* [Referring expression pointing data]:
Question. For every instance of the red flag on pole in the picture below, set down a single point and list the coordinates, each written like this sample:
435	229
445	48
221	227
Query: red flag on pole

* [Task directions]: What belongs in the answer is each line of the data that has the word "flag".

* [Answer to the exercise]:
Question. For every instance of the red flag on pole in the picture below, set down a single point and list the coordinates, each written like this sample:
Query: red flag on pole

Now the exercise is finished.